_Challenges_.
1. In the article below on Aunt Maud in Pale Fire, who calls Keats "poet-painter of our English Land," and in which work?
2. Summarize the article below on Aunt Maud in Pale Fire in three sentences.
3. List every object in Aunt Maud's room named in the lines of Shade's poem quoted in the article below on Aunt Maud in Pale Fire.

=== Text block ===

Vladimir Nabokov

Aunt Maud, Sybil Shade & Caroline Lukin in Pale Fire

By Alexey Sklyarenko, 28 April, 2024

In Canto One of his poem John Shade (the poet in VN’s novel Pale Fire, 1962) describes his childhood and says that he was brought up by dear bizarre Aunt Maud:

 

I was brought up by dear bizarre Aunt Maud,
A poet and a painter with a taste
For realistic objects interlaced
With grotesque growths and images of doom.
She lived to hear the next babe cry. Her room
We've kept intact. Its trivia create
A still life in her style: the paperweight
Of convex glass enclosing a lagoon,
The verse book open at the Index (Moon,
Moonrise, Moor, Moral), the forlorn guitar,
The human skull; and from the local Star
A curio: Red Sox Beat Yanks 5-4
On Chapman's Homer, thumbtacked to the door. (ll. 86-98)

 

On First Looking into Chapman's Homer (1816) is a sonnet by John Keats. In his sonnet The Grave of Keats (1877) Oscar Wilde calls Keats "poet-painter of our English Land:"

 

Rid of the world’s injustice, and his pain,
    He rests at last beneath God’s veil of blue:
    Taken from life when life and love were new
The youngest of the martyrs here is lain,
Fair as Sebastian, and as early slain.
    No cypress shades his grave, no funeral yew,
    But gentle violets weeping with the dew
Weave on his bones an ever-blossoming chain.
O proudest heart that broke for misery!
    O sweetest lips since those of Mitylene!
    O poet-painter of our English Land!
Thy name was writ in water—it shall stand:
    And tears like mine will keep thy memory green,
    As Isabella did her Basil-tree.

 

God's veil of blue (as Wilde calls the sky) brings to mind W. B. Yeats' book The Trembling of the Veil (1922). In the Preface W. B. Yeats explains his choice of the title:

 

I have found in an old diary a quotation from Stephane Mallarmé, saying that his epoch was troubled by the trembling of the veil of the Temple. As those words were still true, during the years of my life described in this book, I have chosen The Trembling of the Veil for its title.

Except in one or two trivial details, where I have the warrant of old friendship, I have not, without permission, quoted conversation or described occurrence from the private life of named or recognisable persons. I have not felt my freedom abated, for most of the friends of my youth are dead and over the dead I have an historian’s rights. They were artists and writers and certain among them men of genius, and the life of a man of genius, because of his greater sincerity, is often an experiment that needs analysis and record. At least my generation so valued personality that it thought so. I have said all the good I know and all the evil: I have kept nothing back necessary to understanding.

=== Extracted data ===

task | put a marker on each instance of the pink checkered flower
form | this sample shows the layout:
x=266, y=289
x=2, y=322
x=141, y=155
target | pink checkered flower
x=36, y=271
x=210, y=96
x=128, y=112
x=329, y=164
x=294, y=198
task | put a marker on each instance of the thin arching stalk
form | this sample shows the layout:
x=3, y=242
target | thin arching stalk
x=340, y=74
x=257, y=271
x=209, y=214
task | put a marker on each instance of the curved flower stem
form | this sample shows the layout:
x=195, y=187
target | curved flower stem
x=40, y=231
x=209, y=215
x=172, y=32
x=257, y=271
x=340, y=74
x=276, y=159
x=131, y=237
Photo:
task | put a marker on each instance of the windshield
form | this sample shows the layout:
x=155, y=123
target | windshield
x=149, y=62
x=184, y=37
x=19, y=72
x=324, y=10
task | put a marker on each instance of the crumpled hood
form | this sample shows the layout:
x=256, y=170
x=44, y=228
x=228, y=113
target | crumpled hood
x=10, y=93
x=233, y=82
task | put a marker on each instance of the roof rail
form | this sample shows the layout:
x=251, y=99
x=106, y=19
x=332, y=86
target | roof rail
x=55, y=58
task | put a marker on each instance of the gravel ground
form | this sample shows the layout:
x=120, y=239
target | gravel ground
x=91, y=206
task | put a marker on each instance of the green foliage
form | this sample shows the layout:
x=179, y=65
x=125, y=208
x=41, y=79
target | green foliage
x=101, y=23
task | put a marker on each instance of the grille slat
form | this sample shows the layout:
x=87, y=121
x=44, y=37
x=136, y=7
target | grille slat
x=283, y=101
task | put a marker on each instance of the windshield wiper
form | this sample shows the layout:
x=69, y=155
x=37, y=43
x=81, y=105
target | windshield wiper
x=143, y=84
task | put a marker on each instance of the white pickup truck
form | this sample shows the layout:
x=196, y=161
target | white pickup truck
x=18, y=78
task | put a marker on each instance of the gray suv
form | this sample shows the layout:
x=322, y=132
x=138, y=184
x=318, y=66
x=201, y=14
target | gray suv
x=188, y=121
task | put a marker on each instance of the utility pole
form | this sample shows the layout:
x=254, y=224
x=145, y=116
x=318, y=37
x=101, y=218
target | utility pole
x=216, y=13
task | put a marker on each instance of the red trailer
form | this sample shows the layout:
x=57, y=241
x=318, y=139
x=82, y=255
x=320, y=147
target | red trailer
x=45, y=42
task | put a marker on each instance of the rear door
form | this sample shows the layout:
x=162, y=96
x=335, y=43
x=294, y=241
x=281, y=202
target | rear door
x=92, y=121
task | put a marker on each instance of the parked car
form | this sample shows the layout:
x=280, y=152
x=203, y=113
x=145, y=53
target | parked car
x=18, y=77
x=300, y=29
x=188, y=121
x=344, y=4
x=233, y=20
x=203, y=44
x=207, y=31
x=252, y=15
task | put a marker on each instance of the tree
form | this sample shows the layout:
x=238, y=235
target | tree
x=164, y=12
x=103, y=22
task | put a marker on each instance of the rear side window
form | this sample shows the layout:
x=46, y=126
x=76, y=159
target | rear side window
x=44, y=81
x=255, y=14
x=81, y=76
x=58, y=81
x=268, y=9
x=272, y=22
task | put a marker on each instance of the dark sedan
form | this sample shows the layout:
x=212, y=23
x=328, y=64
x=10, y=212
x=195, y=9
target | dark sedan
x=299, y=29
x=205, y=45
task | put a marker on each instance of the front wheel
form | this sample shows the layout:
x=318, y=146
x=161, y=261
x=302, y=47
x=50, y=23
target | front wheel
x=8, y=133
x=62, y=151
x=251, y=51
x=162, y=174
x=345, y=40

===

_Outputs by task_.
1. Oscar Wilde, in his sonnet The Grave of Keats (1877).

2. In Canto One of his poem, John Shade, the poet in Nabokov's novel Pale Fire, says he was brought up by Aunt Maud, a poet and painter whose kept room holds trivia including a newspaper curio that mentions Chapman's Homer. On First Looking into Chapman's Homer is a sonnet by Keats, and in The Grave of Keats Oscar Wilde calls Keats "poet-painter of our English Land." Wilde's phrase "God's veil of blue" recalls W. B. Yeats' The Trembling of the Veil, whose Preface explains that the title comes from a Mallarmé quotation about the trembling of the veil of the Temple.

3.
- The paperweight of convex glass enclosing a lagoon
- The verse book open at the Index
- The forlorn guitar
- The human skull
- A curio from the local Star, "Red Sox Beat Yanks 5-4 On Chapman's Homer," thumbtacked to the door